> TEXT SHOWN
Theater News

50 Seasons Old, Eh?

The Stratford Festival celebrates middle age with an historic season–and a new theater.

Tom McCamus in, and as, Richard III
(Photo: Stratford Festival)
Tom McCamus in, and as, Richard III
(Photo: Stratford Festival)

The Stratford Festival of Canada celebrated its 50th season this summer and gave itself a rather surprising present. The brand new Studio Theatre, the Festival’s fourth showplace, is the first dedicated primarily to showcasing original dramatic works by living authors. Which is all very well and good…but, um, isn’t Stratford supposed to be a Shakespeare festival?

Yes and no. This year, those visiting this scenic little theater town, two hours outside Toronto, will find the Stratfordian staples–Shakespearean works like Romeo and Juliet, Richard III, and King Lear, plus esteemed modern masterpieces like Threepenny Opera and My Fair Lady–sitting cheek by jowl with unfamiliar titles, like Eternal Hydra and High Gravel-Blind. Those last two are the one-acts, running as a double bill, that opened the Studio. After their run closes on August 10, they’ll be replaced by Ian Ross’s Bereaved of Light (about the complicated relationships between escaped slaves and North America’s aboriginal populations) and The Fellini Radio Plays (a new translation of the director’s earliest dramatic writing), and more decidedly non-canonical material.

> WHAT NEEDS TO BE DONE
Retype the Stratford Festival article word for word, starting with "Yes and no." and going on through "decidedly non-canonical material.".

> RAW DATA
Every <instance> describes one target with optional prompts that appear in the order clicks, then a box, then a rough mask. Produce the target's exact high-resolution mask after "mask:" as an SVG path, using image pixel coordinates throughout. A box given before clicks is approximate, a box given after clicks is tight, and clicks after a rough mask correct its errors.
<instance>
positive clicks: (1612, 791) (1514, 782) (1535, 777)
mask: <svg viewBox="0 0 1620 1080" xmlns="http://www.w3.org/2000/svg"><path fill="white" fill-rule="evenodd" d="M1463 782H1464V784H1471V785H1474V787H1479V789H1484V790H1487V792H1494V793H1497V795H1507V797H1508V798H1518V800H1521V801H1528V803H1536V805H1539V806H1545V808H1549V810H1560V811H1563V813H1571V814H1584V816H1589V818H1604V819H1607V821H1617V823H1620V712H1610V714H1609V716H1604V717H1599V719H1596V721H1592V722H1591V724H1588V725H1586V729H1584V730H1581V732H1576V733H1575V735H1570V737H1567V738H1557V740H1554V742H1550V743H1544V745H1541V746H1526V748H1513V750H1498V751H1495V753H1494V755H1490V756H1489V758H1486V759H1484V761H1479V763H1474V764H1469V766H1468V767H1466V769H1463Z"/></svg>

> ANSWER BOX
Yes and no. This year, those visiting this scenic little theater town, two hours outside Toronto, will find the Stratfordian staples–Shakespearean works like Romeo and Juliet, Richard III, and King Lear, plus esteemed modern masterpieces like Threepenny Opera and My Fair Lady–sitting cheek by jowl with unfamiliar titles, like Eternal Hydra and High Gravel-Blind. Those last two are the one-acts, running as a double bill, that opened the Studio. After their run closes on August 10, they’ll be replaced by Ian Ross’s Bereaved of Light (about the complicated relationships between escaped slaves and North America’s aboriginal populations) and The Fellini Radio Plays (a new translation of the director’s earliest dramatic writing), and more decidedly non-canonical material.